### STATED EXERCISE
Rewrite all of the records below, swapping "Target" for "Object" wherever it appears and keeping everything else unchanged. Omit the pictures from your answer.

### Labeled-object pointing entries
** Start **
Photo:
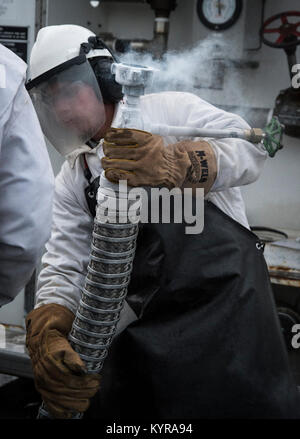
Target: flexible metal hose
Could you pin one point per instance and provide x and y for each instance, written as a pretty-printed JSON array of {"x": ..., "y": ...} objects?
[{"x": 105, "y": 288}]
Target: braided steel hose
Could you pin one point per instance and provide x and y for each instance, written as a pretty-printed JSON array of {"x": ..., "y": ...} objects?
[
  {"x": 113, "y": 246},
  {"x": 108, "y": 276}
]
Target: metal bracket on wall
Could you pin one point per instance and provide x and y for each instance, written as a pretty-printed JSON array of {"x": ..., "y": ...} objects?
[{"x": 41, "y": 12}]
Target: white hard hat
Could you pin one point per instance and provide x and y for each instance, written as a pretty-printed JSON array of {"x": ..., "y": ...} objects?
[
  {"x": 60, "y": 75},
  {"x": 57, "y": 44}
]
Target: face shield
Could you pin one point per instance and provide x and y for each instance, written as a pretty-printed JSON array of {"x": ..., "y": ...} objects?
[{"x": 69, "y": 104}]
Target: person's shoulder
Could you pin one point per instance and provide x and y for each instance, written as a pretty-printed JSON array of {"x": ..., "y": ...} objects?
[
  {"x": 12, "y": 76},
  {"x": 13, "y": 64}
]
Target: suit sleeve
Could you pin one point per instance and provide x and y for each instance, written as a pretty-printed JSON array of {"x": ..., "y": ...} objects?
[
  {"x": 26, "y": 191},
  {"x": 239, "y": 162}
]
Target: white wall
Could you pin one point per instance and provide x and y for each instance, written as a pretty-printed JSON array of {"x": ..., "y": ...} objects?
[{"x": 18, "y": 13}]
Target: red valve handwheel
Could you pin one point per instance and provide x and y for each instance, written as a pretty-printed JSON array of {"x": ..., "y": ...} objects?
[{"x": 286, "y": 29}]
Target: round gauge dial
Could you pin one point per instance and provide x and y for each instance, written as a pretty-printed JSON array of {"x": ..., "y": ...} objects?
[{"x": 219, "y": 14}]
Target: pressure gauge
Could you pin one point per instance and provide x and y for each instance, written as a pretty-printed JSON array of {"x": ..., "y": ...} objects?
[{"x": 219, "y": 14}]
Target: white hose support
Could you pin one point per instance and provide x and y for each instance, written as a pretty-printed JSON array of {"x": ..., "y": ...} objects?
[{"x": 252, "y": 135}]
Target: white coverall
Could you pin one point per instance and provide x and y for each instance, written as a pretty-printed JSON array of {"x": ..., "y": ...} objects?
[
  {"x": 26, "y": 180},
  {"x": 65, "y": 263}
]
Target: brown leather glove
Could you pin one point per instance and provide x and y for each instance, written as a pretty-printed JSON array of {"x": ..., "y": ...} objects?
[
  {"x": 143, "y": 160},
  {"x": 58, "y": 370}
]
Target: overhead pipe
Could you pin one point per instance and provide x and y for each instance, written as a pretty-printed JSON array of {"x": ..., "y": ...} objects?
[{"x": 159, "y": 44}]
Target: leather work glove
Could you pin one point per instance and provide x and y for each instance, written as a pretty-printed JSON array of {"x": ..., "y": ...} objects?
[
  {"x": 142, "y": 159},
  {"x": 59, "y": 372}
]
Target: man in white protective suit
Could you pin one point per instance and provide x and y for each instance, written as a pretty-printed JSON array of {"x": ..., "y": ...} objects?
[
  {"x": 26, "y": 180},
  {"x": 198, "y": 335}
]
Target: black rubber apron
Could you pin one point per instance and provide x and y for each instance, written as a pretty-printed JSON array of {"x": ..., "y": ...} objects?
[{"x": 207, "y": 343}]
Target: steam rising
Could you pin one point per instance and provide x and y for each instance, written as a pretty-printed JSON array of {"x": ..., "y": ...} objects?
[
  {"x": 205, "y": 70},
  {"x": 187, "y": 70}
]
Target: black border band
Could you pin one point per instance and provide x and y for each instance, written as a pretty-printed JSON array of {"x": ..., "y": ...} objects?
[{"x": 60, "y": 68}]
** End **
### PROBLEM SOLUTION
Photo:
Object: flexible metal hose
Could you pin one point per instance and provide x and y for each instance, written as a pretty-printed JSON array of {"x": ..., "y": ...} objects?
[{"x": 105, "y": 288}]
Object: braided steel hose
Could you pin one point per instance and provide x and y for each instance, written as a pretty-printed JSON array of {"x": ..., "y": ...} objects?
[
  {"x": 113, "y": 246},
  {"x": 108, "y": 276}
]
Object: metal bracket on wall
Could you pin one point per instance and provide x and y for each instance, written as a pretty-printed JSON array of {"x": ..., "y": ...} objects?
[{"x": 41, "y": 12}]
Object: white hard hat
Could you pin one point per instance and provide x and y for each instance, written as a pretty-printed JSON array of {"x": ..., "y": ...} objects?
[
  {"x": 60, "y": 75},
  {"x": 57, "y": 44}
]
Object: face shield
Could you pin one point per instance and provide x and y for each instance, written as a pretty-printed JSON array of {"x": ..., "y": ...} objects?
[{"x": 69, "y": 104}]
Object: person's shoulder
Could you pin one point per instance and provide x and y for each instance, written as a pretty-printed JSON array of {"x": ..., "y": ...} objects?
[
  {"x": 12, "y": 76},
  {"x": 13, "y": 64}
]
Object: suit sleeve
Could you pin one point per instance and provide x and y for each instance, written as a pretty-printed JSON array of {"x": ..., "y": ...} objects?
[
  {"x": 26, "y": 191},
  {"x": 239, "y": 162}
]
Object: white wall
Could you pin one point per instance and provide x and y for each instance, written as a pretty-printed JSON array of {"x": ..., "y": ...} objects?
[{"x": 18, "y": 13}]
Object: red valve handwheel
Could you pin one point per instance and provide x and y for each instance, written as a pretty-printed JSON array of {"x": ..., "y": ...} objects?
[{"x": 286, "y": 29}]
Object: round gauge dial
Could you pin one point per instance and provide x and y for each instance, written as a pretty-printed JSON array of {"x": ..., "y": ...} objects?
[{"x": 219, "y": 14}]
Object: pressure gauge
Could you pin one point per instance and provide x and y for each instance, written as a pretty-printed JSON array of {"x": ..., "y": ...} objects?
[{"x": 219, "y": 14}]
Object: white hose support
Could you pin one point per instance and provide x and y for each instance, written as a pretty-printed JSON array of {"x": ..., "y": ...} objects?
[{"x": 252, "y": 135}]
Object: white coverall
Could you pin one point per instance and provide x and y for each instance, written as a pretty-printed JSON array of {"x": ..., "y": ...} objects?
[
  {"x": 26, "y": 180},
  {"x": 65, "y": 263}
]
Object: brown leather glove
Could you pin one point per instance and provide x and y for each instance, written as a pretty-printed JSON array of {"x": ..., "y": ...} objects?
[
  {"x": 143, "y": 160},
  {"x": 58, "y": 370}
]
Object: overhead pipe
Could you pin one point per instance and provide x and y for each instance, written as a pretty-printed JSON array of {"x": ..., "y": ...} objects?
[{"x": 159, "y": 44}]
Object: leather work glove
Could you pin one point per instance and provide x and y for each instance, written as a pretty-printed JSON array of {"x": ..., "y": ...} objects?
[
  {"x": 142, "y": 159},
  {"x": 59, "y": 372}
]
Object: man in white protective suit
Could you pin one point per instance and provide x and y for each instance, written as a pretty-printed JSON array of {"x": ..., "y": ...} objects?
[
  {"x": 26, "y": 180},
  {"x": 198, "y": 335}
]
Object: black rubber apron
Could you pin one point per instance and provide x and y for each instance, written as a pretty-printed JSON array of {"x": ..., "y": ...} objects?
[{"x": 207, "y": 343}]
Object: steam rising
Could you pin one point per instance and provide x and y for each instance, written as a pretty-printed JSON array of {"x": ..., "y": ...} objects?
[
  {"x": 205, "y": 70},
  {"x": 187, "y": 70}
]
Object: black border band
Could you pin one point per instance and provide x and y for each instance, written as a pretty-printed JSON array of {"x": ..., "y": ...} objects?
[{"x": 60, "y": 68}]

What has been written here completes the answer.